- [WHAT YOU HAVE TO DO]: Turn every line of the material below into a JSON list of strings, with one string per line and no entries for blank lines.

═════ DATA PROVIDED ═════

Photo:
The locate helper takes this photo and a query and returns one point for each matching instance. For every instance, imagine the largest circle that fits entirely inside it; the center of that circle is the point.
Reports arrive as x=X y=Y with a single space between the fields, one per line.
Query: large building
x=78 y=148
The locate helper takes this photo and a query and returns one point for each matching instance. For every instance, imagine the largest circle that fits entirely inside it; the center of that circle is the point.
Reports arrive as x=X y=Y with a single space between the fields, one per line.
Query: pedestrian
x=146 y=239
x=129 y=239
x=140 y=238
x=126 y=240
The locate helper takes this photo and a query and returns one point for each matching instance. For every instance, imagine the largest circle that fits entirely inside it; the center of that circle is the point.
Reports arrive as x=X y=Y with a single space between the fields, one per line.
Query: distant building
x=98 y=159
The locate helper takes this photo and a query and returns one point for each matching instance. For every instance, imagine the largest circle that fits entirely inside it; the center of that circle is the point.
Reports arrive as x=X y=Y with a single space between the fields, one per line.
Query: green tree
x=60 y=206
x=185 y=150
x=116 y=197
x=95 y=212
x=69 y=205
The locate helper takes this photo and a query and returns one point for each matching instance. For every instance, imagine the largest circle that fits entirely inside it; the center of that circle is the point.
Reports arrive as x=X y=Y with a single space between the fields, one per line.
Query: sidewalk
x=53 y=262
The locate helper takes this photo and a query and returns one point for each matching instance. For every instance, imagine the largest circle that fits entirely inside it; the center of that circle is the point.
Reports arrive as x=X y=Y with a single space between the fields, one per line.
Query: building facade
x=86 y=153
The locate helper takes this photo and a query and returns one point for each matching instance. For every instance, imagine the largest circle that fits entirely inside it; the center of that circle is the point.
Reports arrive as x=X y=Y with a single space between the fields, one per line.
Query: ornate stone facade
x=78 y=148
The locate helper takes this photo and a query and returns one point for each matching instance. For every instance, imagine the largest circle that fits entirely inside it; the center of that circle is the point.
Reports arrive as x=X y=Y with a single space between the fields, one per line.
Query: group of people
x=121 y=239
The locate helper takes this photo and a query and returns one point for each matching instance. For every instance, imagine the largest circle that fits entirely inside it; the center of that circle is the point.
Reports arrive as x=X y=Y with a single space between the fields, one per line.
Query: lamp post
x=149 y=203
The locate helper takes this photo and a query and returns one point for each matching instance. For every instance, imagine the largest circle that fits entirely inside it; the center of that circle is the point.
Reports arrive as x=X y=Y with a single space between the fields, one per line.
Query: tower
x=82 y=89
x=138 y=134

═════

- [WRITTEN SOLUTION]:
[
  "Photo:",
  "The locate helper takes this photo and a query and returns one point for each matching instance. For every instance, imagine the largest circle that fits entirely inside it; the center of that circle is the point.",
  "Reports arrive as x=X y=Y with a single space between the fields, one per line.",
  "Query: large building",
  "x=78 y=148",
  "The locate helper takes this photo and a query and returns one point for each matching instance. For every instance, imagine the largest circle that fits entirely inside it; the center of that circle is the point.",
  "Reports arrive as x=X y=Y with a single space between the fields, one per line.",
  "Query: pedestrian",
  "x=146 y=239",
  "x=129 y=239",
  "x=140 y=238",
  "x=126 y=240",
  "The locate helper takes this photo and a query and returns one point for each matching instance. For every instance, imagine the largest circle that fits entirely inside it; the center of that circle is the point.",
  "Reports arrive as x=X y=Y with a single space between the fields, one per line.",
  "Query: distant building",
  "x=98 y=159",
  "The locate helper takes this photo and a query and returns one point for each matching instance. For every instance, imagine the largest circle that fits entirely inside it; the center of that circle is the point.",
  "Reports arrive as x=X y=Y with a single space between the fields, one per line.",
  "Query: green tree",
  "x=60 y=206",
  "x=185 y=150",
  "x=116 y=197",
  "x=95 y=212",
  "x=69 y=205",
  "The locate helper takes this photo and a query and returns one point for each matching instance. For every instance, imagine the largest circle that fits entirely inside it; the center of that circle is the point.",
  "Reports arrive as x=X y=Y with a single space between the fields, one per line.",
  "Query: sidewalk",
  "x=53 y=262",
  "The locate helper takes this photo and a query and returns one point for each matching instance. For every instance, imagine the largest circle that fits entirely inside it; the center of that circle is the point.",
  "Reports arrive as x=X y=Y with a single space between the fields, one per line.",
  "Query: building facade",
  "x=86 y=153",
  "The locate helper takes this photo and a query and returns one point for each matching instance. For every instance, imagine the largest circle that fits entirely inside it; the center of that circle is the point.",
  "Reports arrive as x=X y=Y with a single space between the fields, one per line.",
  "Query: ornate stone facade",
  "x=78 y=148",
  "The locate helper takes this photo and a query and returns one point for each matching instance. For every instance, imagine the largest circle that fits entirely inside it; the center of that circle is the point.",
  "Reports arrive as x=X y=Y with a single space between the fields, one per line.",
  "Query: group of people",
  "x=121 y=239",
  "The locate helper takes this photo and a query and returns one point for each matching instance. For every instance, imagine the largest circle that fits entirely inside it; the center of that circle is the point.",
  "Reports arrive as x=X y=Y with a single space between the fields, one per line.",
  "Query: lamp post",
  "x=149 y=203",
  "The locate helper takes this photo and a query and returns one point for each matching instance. For every instance, imagine the largest circle that fits entirely inside it; the center of that circle is the point.",
  "Reports arrive as x=X y=Y with a single space between the fields, one per line.",
  "Query: tower",
  "x=82 y=89",
  "x=138 y=134"
]